Repeat the following entries exactly, excluding pictures.

***** Supplied data *****

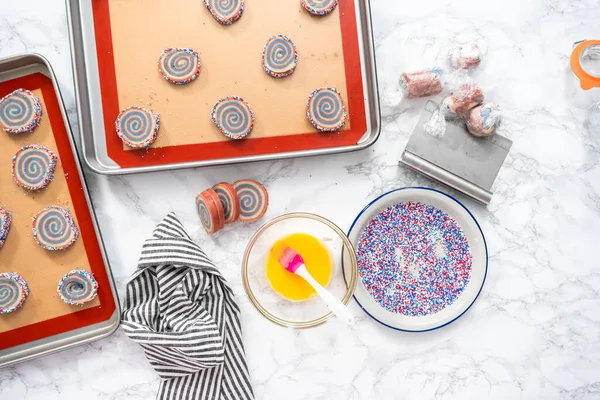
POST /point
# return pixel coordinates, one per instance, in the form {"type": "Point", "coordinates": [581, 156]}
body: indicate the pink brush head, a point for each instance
{"type": "Point", "coordinates": [290, 259]}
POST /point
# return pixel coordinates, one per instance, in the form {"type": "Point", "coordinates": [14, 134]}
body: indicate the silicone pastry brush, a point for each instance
{"type": "Point", "coordinates": [293, 262]}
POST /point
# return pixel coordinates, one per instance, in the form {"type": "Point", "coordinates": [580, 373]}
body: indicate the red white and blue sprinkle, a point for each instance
{"type": "Point", "coordinates": [414, 259]}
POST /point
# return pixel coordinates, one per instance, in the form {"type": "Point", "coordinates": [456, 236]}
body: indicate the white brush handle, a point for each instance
{"type": "Point", "coordinates": [336, 306]}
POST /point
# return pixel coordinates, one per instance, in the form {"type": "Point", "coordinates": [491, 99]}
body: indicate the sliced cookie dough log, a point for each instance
{"type": "Point", "coordinates": [137, 127]}
{"type": "Point", "coordinates": [179, 66]}
{"type": "Point", "coordinates": [5, 221]}
{"type": "Point", "coordinates": [254, 199]}
{"type": "Point", "coordinates": [33, 167]}
{"type": "Point", "coordinates": [229, 200]}
{"type": "Point", "coordinates": [20, 112]}
{"type": "Point", "coordinates": [77, 287]}
{"type": "Point", "coordinates": [319, 7]}
{"type": "Point", "coordinates": [13, 292]}
{"type": "Point", "coordinates": [280, 57]}
{"type": "Point", "coordinates": [325, 109]}
{"type": "Point", "coordinates": [233, 116]}
{"type": "Point", "coordinates": [225, 11]}
{"type": "Point", "coordinates": [54, 228]}
{"type": "Point", "coordinates": [210, 210]}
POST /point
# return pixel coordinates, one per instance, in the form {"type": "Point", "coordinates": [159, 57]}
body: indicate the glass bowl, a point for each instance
{"type": "Point", "coordinates": [311, 312]}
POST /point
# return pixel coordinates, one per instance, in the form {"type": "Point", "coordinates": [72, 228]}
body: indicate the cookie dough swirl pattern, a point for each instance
{"type": "Point", "coordinates": [20, 111]}
{"type": "Point", "coordinates": [326, 110]}
{"type": "Point", "coordinates": [54, 228]}
{"type": "Point", "coordinates": [13, 292]}
{"type": "Point", "coordinates": [280, 56]}
{"type": "Point", "coordinates": [77, 287]}
{"type": "Point", "coordinates": [137, 127]}
{"type": "Point", "coordinates": [33, 167]}
{"type": "Point", "coordinates": [179, 66]}
{"type": "Point", "coordinates": [225, 11]}
{"type": "Point", "coordinates": [233, 116]}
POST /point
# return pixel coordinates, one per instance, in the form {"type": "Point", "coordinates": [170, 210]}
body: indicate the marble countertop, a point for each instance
{"type": "Point", "coordinates": [534, 332]}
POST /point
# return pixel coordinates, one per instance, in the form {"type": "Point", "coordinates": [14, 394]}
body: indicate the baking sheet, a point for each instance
{"type": "Point", "coordinates": [118, 68]}
{"type": "Point", "coordinates": [45, 324]}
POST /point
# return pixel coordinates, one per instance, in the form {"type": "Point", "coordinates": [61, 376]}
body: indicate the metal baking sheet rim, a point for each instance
{"type": "Point", "coordinates": [88, 334]}
{"type": "Point", "coordinates": [83, 49]}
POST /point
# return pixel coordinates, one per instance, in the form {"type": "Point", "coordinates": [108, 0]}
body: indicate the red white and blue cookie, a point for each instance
{"type": "Point", "coordinates": [280, 56]}
{"type": "Point", "coordinates": [20, 111]}
{"type": "Point", "coordinates": [325, 109]}
{"type": "Point", "coordinates": [179, 66]}
{"type": "Point", "coordinates": [5, 220]}
{"type": "Point", "coordinates": [229, 200]}
{"type": "Point", "coordinates": [233, 116]}
{"type": "Point", "coordinates": [33, 167]}
{"type": "Point", "coordinates": [137, 127]}
{"type": "Point", "coordinates": [210, 210]}
{"type": "Point", "coordinates": [254, 199]}
{"type": "Point", "coordinates": [225, 11]}
{"type": "Point", "coordinates": [13, 292]}
{"type": "Point", "coordinates": [319, 7]}
{"type": "Point", "coordinates": [77, 287]}
{"type": "Point", "coordinates": [54, 228]}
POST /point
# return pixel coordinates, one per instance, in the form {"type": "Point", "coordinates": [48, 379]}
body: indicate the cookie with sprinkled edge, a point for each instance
{"type": "Point", "coordinates": [5, 221]}
{"type": "Point", "coordinates": [33, 167]}
{"type": "Point", "coordinates": [77, 287]}
{"type": "Point", "coordinates": [20, 112]}
{"type": "Point", "coordinates": [137, 127]}
{"type": "Point", "coordinates": [319, 7]}
{"type": "Point", "coordinates": [210, 210]}
{"type": "Point", "coordinates": [13, 292]}
{"type": "Point", "coordinates": [229, 200]}
{"type": "Point", "coordinates": [325, 109]}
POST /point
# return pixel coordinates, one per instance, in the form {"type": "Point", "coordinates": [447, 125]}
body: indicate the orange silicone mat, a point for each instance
{"type": "Point", "coordinates": [131, 34]}
{"type": "Point", "coordinates": [44, 314]}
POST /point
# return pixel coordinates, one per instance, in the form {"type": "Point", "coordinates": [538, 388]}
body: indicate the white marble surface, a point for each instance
{"type": "Point", "coordinates": [535, 331]}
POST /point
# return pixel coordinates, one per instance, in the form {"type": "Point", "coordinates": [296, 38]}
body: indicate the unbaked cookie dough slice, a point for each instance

*****

Solution to the problem:
POST /point
# return pixel coordinates, one per instance, in the form {"type": "Point", "coordinates": [581, 156]}
body: indicate the pink brush head, a point for each instance
{"type": "Point", "coordinates": [290, 259]}
POST /point
# return pixel coordinates, one per instance, in the form {"type": "Point", "coordinates": [14, 134]}
body: indicate the silicone pastry brush, a point for each instance
{"type": "Point", "coordinates": [293, 262]}
POST /point
# return pixel coordinates, one per instance, in the form {"type": "Point", "coordinates": [580, 373]}
body: indicate the red white and blue sprinkle, a point for each instance
{"type": "Point", "coordinates": [414, 259]}
POST /point
# return pixel coordinates, one per instance, in the form {"type": "Point", "coordinates": [456, 236]}
body: indicate the white brush handle, a point for each instance
{"type": "Point", "coordinates": [336, 306]}
POST /point
# return pixel coordinates, one per instance, in the form {"type": "Point", "coordinates": [491, 99]}
body: indicate the sliced cookie dough log, a point for each instance
{"type": "Point", "coordinates": [137, 127]}
{"type": "Point", "coordinates": [179, 66]}
{"type": "Point", "coordinates": [5, 221]}
{"type": "Point", "coordinates": [254, 199]}
{"type": "Point", "coordinates": [33, 167]}
{"type": "Point", "coordinates": [229, 200]}
{"type": "Point", "coordinates": [20, 112]}
{"type": "Point", "coordinates": [77, 287]}
{"type": "Point", "coordinates": [319, 7]}
{"type": "Point", "coordinates": [13, 292]}
{"type": "Point", "coordinates": [280, 57]}
{"type": "Point", "coordinates": [325, 109]}
{"type": "Point", "coordinates": [233, 116]}
{"type": "Point", "coordinates": [225, 11]}
{"type": "Point", "coordinates": [54, 228]}
{"type": "Point", "coordinates": [210, 210]}
POST /point
# return pixel coordinates, one per instance, in the form {"type": "Point", "coordinates": [159, 57]}
body: indicate the glass bowl, a point for each instance
{"type": "Point", "coordinates": [311, 312]}
POST /point
# return pixel coordinates, one per instance, in the form {"type": "Point", "coordinates": [72, 228]}
body: indicate the cookie dough swirl pattern, a point for each instance
{"type": "Point", "coordinates": [20, 111]}
{"type": "Point", "coordinates": [326, 110]}
{"type": "Point", "coordinates": [54, 228]}
{"type": "Point", "coordinates": [13, 292]}
{"type": "Point", "coordinates": [280, 56]}
{"type": "Point", "coordinates": [77, 287]}
{"type": "Point", "coordinates": [137, 127]}
{"type": "Point", "coordinates": [33, 167]}
{"type": "Point", "coordinates": [179, 66]}
{"type": "Point", "coordinates": [225, 11]}
{"type": "Point", "coordinates": [233, 116]}
POST /point
# return pixel coordinates, one per instance, in the form {"type": "Point", "coordinates": [170, 210]}
body: indicate the marble countertop, a point for each instance
{"type": "Point", "coordinates": [534, 332]}
POST /point
# return pixel coordinates, one per instance, in the form {"type": "Point", "coordinates": [14, 394]}
body: indicate the baking sheet, a point for each instance
{"type": "Point", "coordinates": [118, 68]}
{"type": "Point", "coordinates": [45, 324]}
POST /point
# return pixel coordinates, one per instance, in the form {"type": "Point", "coordinates": [61, 376]}
body: indicate the metal baking sheet rim, a point for each instance
{"type": "Point", "coordinates": [88, 334]}
{"type": "Point", "coordinates": [83, 49]}
POST /point
# return pixel coordinates, one per instance, in the form {"type": "Point", "coordinates": [108, 0]}
body: indicate the red white and blue cookie, a point for each instance
{"type": "Point", "coordinates": [280, 56]}
{"type": "Point", "coordinates": [20, 111]}
{"type": "Point", "coordinates": [325, 109]}
{"type": "Point", "coordinates": [179, 66]}
{"type": "Point", "coordinates": [5, 220]}
{"type": "Point", "coordinates": [229, 200]}
{"type": "Point", "coordinates": [233, 116]}
{"type": "Point", "coordinates": [33, 167]}
{"type": "Point", "coordinates": [137, 127]}
{"type": "Point", "coordinates": [210, 210]}
{"type": "Point", "coordinates": [254, 199]}
{"type": "Point", "coordinates": [225, 11]}
{"type": "Point", "coordinates": [13, 292]}
{"type": "Point", "coordinates": [319, 7]}
{"type": "Point", "coordinates": [77, 287]}
{"type": "Point", "coordinates": [54, 228]}
POST /point
# return pixel coordinates, one per instance, in the form {"type": "Point", "coordinates": [48, 379]}
body: indicate the cookie with sprinkled edge, a point for each instance
{"type": "Point", "coordinates": [5, 221]}
{"type": "Point", "coordinates": [33, 167]}
{"type": "Point", "coordinates": [77, 287]}
{"type": "Point", "coordinates": [20, 112]}
{"type": "Point", "coordinates": [137, 127]}
{"type": "Point", "coordinates": [319, 7]}
{"type": "Point", "coordinates": [210, 210]}
{"type": "Point", "coordinates": [13, 292]}
{"type": "Point", "coordinates": [229, 200]}
{"type": "Point", "coordinates": [325, 109]}
POST /point
# return pixel coordinates, one per instance, in the form {"type": "Point", "coordinates": [447, 125]}
body: indicate the orange silicone mat, a point for each instance
{"type": "Point", "coordinates": [131, 34]}
{"type": "Point", "coordinates": [44, 314]}
POST /point
# return pixel coordinates, one per instance, in the form {"type": "Point", "coordinates": [538, 388]}
body: indicate the white marble surface, a point for each instance
{"type": "Point", "coordinates": [535, 331]}
POST /point
# return pixel coordinates, one per instance, in the form {"type": "Point", "coordinates": [296, 38]}
body: indicate the unbaked cookie dough slice, a point for each instance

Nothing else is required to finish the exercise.